### Task description
Set down exactly the lines that run from the line with "of the rectangular" to the end of the data, and nothing else.

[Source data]
• • •

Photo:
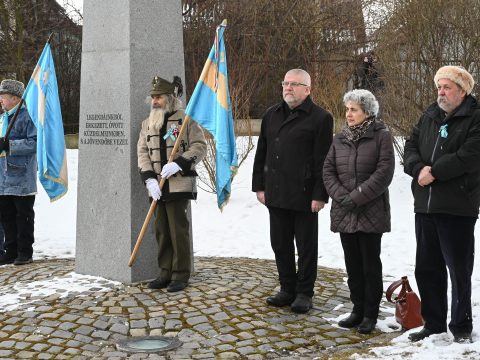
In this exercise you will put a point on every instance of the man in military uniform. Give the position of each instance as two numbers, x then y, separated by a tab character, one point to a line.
157	138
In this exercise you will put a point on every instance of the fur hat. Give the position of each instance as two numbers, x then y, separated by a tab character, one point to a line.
161	86
12	87
458	75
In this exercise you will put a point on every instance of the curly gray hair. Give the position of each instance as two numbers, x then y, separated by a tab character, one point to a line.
365	99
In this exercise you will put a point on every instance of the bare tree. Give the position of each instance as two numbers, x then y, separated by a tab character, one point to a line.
412	42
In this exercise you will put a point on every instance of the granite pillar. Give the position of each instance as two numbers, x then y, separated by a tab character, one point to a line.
125	43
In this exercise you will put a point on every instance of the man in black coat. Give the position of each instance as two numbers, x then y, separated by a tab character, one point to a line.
287	176
442	155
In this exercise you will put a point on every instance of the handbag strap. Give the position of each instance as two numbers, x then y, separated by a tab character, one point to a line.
405	288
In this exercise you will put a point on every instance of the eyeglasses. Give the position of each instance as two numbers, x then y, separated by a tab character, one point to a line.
292	83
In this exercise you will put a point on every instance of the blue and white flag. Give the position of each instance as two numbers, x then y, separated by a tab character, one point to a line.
210	106
43	105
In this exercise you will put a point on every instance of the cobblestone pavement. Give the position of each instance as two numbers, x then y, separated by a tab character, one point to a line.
222	315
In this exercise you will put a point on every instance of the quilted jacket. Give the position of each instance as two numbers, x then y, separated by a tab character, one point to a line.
364	170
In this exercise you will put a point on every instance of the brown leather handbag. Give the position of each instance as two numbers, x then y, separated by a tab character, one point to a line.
407	304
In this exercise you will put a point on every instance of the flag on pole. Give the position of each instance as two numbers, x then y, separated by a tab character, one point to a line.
43	105
210	106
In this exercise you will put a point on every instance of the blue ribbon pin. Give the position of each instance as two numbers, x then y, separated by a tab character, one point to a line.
443	131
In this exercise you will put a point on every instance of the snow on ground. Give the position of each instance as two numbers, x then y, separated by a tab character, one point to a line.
242	230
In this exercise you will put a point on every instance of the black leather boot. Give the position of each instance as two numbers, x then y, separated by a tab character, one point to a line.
367	325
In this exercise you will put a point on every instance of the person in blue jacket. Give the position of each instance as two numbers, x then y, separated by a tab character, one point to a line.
18	176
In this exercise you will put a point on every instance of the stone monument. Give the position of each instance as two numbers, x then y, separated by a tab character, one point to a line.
125	43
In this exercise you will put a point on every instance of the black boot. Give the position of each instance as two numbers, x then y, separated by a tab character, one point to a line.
367	325
353	320
176	285
302	304
7	258
420	335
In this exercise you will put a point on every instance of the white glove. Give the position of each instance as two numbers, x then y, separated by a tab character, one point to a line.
170	169
153	188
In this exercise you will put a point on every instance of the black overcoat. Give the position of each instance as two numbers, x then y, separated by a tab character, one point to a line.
291	149
453	156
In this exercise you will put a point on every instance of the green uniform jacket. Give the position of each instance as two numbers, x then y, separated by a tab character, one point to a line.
154	148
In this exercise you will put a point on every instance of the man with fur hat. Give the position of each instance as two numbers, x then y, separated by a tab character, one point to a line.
442	155
157	138
18	176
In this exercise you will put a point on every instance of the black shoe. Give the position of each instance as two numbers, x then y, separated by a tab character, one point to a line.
422	334
7	259
22	260
158	283
282	298
367	325
302	304
463	338
353	320
176	285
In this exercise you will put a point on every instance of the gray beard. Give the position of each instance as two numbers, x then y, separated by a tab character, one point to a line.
156	118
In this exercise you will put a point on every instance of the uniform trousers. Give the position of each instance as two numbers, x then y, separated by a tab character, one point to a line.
287	228
172	231
18	219
445	241
364	270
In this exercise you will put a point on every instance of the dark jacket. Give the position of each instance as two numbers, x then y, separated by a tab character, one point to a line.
363	170
290	153
455	160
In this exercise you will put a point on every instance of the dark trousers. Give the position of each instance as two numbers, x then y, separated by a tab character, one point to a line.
445	241
287	226
364	269
172	230
18	218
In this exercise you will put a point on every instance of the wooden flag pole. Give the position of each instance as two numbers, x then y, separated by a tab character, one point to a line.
153	205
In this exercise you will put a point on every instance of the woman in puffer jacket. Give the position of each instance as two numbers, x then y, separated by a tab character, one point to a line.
357	172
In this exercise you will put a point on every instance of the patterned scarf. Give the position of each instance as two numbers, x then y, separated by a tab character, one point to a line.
353	133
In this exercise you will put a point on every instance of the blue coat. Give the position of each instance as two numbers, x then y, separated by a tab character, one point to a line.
18	169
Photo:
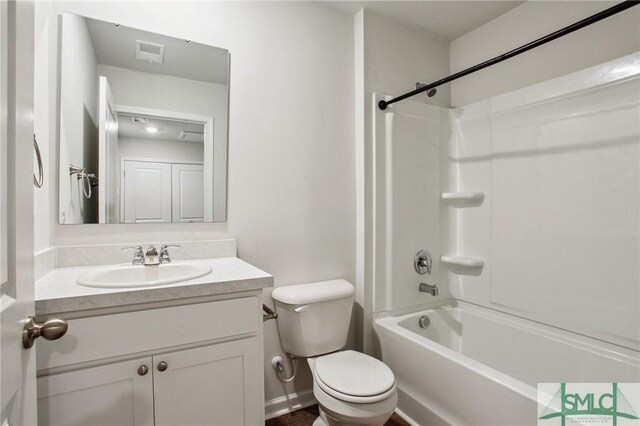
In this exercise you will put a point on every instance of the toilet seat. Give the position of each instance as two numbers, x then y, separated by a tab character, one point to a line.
354	377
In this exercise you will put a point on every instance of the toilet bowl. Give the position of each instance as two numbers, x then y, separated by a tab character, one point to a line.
351	388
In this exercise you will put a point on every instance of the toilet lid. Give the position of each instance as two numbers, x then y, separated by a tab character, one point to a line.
354	374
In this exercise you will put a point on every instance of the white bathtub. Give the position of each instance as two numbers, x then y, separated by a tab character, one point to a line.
477	366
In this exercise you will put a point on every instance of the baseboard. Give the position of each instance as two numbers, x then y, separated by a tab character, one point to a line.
406	418
288	403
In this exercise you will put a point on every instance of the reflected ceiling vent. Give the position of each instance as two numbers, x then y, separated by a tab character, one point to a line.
190	136
152	52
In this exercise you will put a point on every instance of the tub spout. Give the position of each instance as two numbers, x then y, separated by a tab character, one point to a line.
432	289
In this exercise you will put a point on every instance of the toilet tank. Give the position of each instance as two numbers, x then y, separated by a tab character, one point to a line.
313	319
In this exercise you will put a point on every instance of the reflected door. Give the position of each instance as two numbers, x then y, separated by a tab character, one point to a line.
147	192
187	195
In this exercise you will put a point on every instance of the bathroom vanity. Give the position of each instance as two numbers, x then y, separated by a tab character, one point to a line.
190	352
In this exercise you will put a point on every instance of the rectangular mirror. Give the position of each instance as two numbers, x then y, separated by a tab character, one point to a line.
143	126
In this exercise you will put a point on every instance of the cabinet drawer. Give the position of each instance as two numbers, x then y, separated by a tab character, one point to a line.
106	336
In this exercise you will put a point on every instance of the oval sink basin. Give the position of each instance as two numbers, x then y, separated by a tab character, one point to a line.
143	276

• • •

### Solution to this task
In this exercise you will put a point on every instance of the rectangular mirror. Give the position of each instance as two numbers, x then y, separated by a tab character, one point to a line.
143	126
In this exercise you will put a point on every instance of the cabinet drawer. Give the position of each instance as two numbers, x then y, separated by a tab character, one point to a line.
106	336
In this exercise you will put a point on every instance of the oval sink basin. Give the position of each instance as two numbers, x then y, separated by a tab character, one point to a line.
143	276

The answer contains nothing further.